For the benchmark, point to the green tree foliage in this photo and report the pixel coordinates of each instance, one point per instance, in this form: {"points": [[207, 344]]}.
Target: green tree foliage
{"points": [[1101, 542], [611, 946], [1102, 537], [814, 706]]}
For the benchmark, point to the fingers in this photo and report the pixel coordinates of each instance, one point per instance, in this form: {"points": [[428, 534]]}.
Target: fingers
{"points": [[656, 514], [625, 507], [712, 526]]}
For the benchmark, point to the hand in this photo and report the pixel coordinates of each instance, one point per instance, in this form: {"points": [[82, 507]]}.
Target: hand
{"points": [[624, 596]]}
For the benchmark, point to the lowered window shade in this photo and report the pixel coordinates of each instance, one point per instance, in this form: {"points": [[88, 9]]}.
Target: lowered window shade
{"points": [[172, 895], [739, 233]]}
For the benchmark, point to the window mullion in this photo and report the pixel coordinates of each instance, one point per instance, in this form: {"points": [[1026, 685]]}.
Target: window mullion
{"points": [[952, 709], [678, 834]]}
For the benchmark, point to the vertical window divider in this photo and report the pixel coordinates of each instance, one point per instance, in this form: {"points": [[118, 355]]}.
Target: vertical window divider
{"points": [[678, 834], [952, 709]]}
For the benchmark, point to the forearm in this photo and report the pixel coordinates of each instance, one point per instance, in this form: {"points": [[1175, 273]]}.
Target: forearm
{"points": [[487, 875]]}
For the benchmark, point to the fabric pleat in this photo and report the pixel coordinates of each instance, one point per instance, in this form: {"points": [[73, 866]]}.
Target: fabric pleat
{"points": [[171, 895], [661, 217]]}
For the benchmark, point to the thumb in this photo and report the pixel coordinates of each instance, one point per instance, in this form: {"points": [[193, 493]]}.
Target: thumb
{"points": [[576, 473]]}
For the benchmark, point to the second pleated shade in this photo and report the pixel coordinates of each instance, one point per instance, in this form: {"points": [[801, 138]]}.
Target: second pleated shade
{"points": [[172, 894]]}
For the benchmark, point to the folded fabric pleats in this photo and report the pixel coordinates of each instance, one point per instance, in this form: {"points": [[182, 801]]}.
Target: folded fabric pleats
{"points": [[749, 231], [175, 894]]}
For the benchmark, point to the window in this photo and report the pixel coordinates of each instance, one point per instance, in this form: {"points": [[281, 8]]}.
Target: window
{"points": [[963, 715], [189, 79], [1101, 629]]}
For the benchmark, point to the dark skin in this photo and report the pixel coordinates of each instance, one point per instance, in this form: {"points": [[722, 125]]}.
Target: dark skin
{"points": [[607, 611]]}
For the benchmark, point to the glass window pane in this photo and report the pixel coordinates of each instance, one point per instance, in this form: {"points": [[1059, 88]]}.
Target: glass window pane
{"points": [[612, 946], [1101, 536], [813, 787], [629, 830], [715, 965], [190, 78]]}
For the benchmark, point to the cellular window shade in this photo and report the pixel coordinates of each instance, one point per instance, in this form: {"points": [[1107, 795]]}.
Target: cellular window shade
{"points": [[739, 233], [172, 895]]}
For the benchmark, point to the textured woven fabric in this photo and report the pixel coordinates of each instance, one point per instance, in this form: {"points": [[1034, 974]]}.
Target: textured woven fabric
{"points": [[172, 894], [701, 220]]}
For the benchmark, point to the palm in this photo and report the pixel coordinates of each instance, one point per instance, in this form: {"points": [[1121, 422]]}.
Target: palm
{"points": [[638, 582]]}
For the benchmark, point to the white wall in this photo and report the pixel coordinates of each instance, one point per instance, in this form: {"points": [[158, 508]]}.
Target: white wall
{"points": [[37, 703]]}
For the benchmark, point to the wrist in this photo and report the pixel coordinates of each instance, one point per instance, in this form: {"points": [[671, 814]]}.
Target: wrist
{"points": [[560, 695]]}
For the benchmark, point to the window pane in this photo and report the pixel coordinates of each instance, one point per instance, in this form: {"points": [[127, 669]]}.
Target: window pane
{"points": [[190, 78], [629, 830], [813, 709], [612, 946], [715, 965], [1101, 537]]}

● Exercise brief
Copy out all of the data exactly, leaving nothing out.

● Correct result
For the benchmark, point to the green tree foliage in this photo and report the pixel coordinates of each instance, one point per instance, in this form: {"points": [[207, 344]]}.
Target: green tree foliage
{"points": [[1101, 542], [611, 946], [1102, 537], [814, 706]]}
For the benchmark, point to the fingers in this photo and report the pixel coordinates of each instance, one point per instance, in this form: {"points": [[428, 534]]}.
Target: fingers
{"points": [[656, 514], [625, 507], [712, 526]]}
For the benchmark, point to the hand in this photo and report the pixel coordinates of each instance, one point per instance, in this form: {"points": [[82, 507]]}.
Target: hand
{"points": [[624, 596]]}
For the benchmark, point to the lowered window shade in this photo and report the pixel coordinates of each instance, one point per instance, in this form: {"points": [[88, 9]]}.
Target: lowered window shade
{"points": [[172, 895], [739, 233]]}
For the benchmark, point to the window mullion in this photo and report the pixel coordinates of each instance, one point per instance, in this form: {"points": [[1026, 685]]}.
Target: window mullion
{"points": [[952, 709], [678, 834]]}
For the benchmark, point to the vertical window divider in this photo and report the pixel coordinates of each instance, one point per instance, in this form: {"points": [[118, 355]]}.
Target: vertical window divider
{"points": [[678, 834], [952, 709]]}
For the benchmark, point to the forearm in this photo and report the pixel coordinates of each instance, one point per instance, in this form: {"points": [[1175, 273]]}.
Target: forearm
{"points": [[487, 875]]}
For the benchmark, point to the fabric pleat in this photo and report the pixel coordinates of each instance, one point per instance, in this form: {"points": [[73, 866]]}.
Target: fabric pleat
{"points": [[171, 895], [661, 217]]}
For the benchmark, point to the thumb in this photo and report the pixel coordinates of each instance, one point per instance, in this form: {"points": [[193, 493]]}.
Target: thumb
{"points": [[576, 473]]}
For the benchmark, point to the second pleated shade in this photo and report the pixel coordinates of each instance, one point per instance, in this form: {"points": [[801, 138]]}.
Target: second pleated shade
{"points": [[172, 894]]}
For the benchmark, point to the folded fabric pleats in this photo and report the pixel coordinates of each instance, one point per instance, in this form: {"points": [[182, 801]]}.
Target: folded fabric pleats
{"points": [[749, 231], [175, 894]]}
For the benchmark, point to the window in this photo and report the pixel coordinates of each instance, one point per instance, in this form: {"points": [[281, 8]]}.
Target: window
{"points": [[963, 715], [189, 79], [1101, 629]]}
For the benchmark, point to the dark skin in this photo and report the pixel coordinates of each instance, one point per instance, in this form: {"points": [[722, 125]]}.
Target: dark skin
{"points": [[607, 611]]}
For the benchmark, point to the glass window pane in this photo and report the pixel coordinates of each instance, one point per instance, in this form: {"points": [[1059, 88]]}.
Target: glass window pane
{"points": [[612, 946], [1101, 536], [813, 787], [629, 830], [715, 965], [190, 78]]}
For the benchmark, point to the cellular window shade in this photo and report the pixel coordinates of each instance, one point per instance, in this form: {"points": [[1107, 795]]}.
Target: cellular window shade
{"points": [[739, 233], [172, 895]]}
For the benchmark, point to the textured woven fabric in this photo and report the pixel coordinates of each instance, one point per instance, in this form: {"points": [[1034, 974]]}.
Target: textured woven fabric
{"points": [[172, 894], [701, 220]]}
For the benchmark, point to the palm in this photo and report the pixel coordinates of each instance, one point per instance, in this form: {"points": [[1121, 422]]}.
Target: palm
{"points": [[638, 582]]}
For the benchmark, point to the white wall in this photo and report the pixel coordinates of each instance, one point per instance, in this form: {"points": [[158, 508]]}.
Target: white wall
{"points": [[37, 703]]}
For the benchmark, point to the wrist in this photo and report the pixel coordinates of each instance, one point per instance, in this form: {"points": [[671, 814]]}.
Target: wrist
{"points": [[560, 695]]}
For the benchmark, point to the window pane in this photo and report the pixel coordinates of each instance, one point per instance, in this form: {"points": [[127, 669]]}.
Target: window pane
{"points": [[190, 78], [629, 830], [813, 709], [612, 946], [715, 965], [1101, 537]]}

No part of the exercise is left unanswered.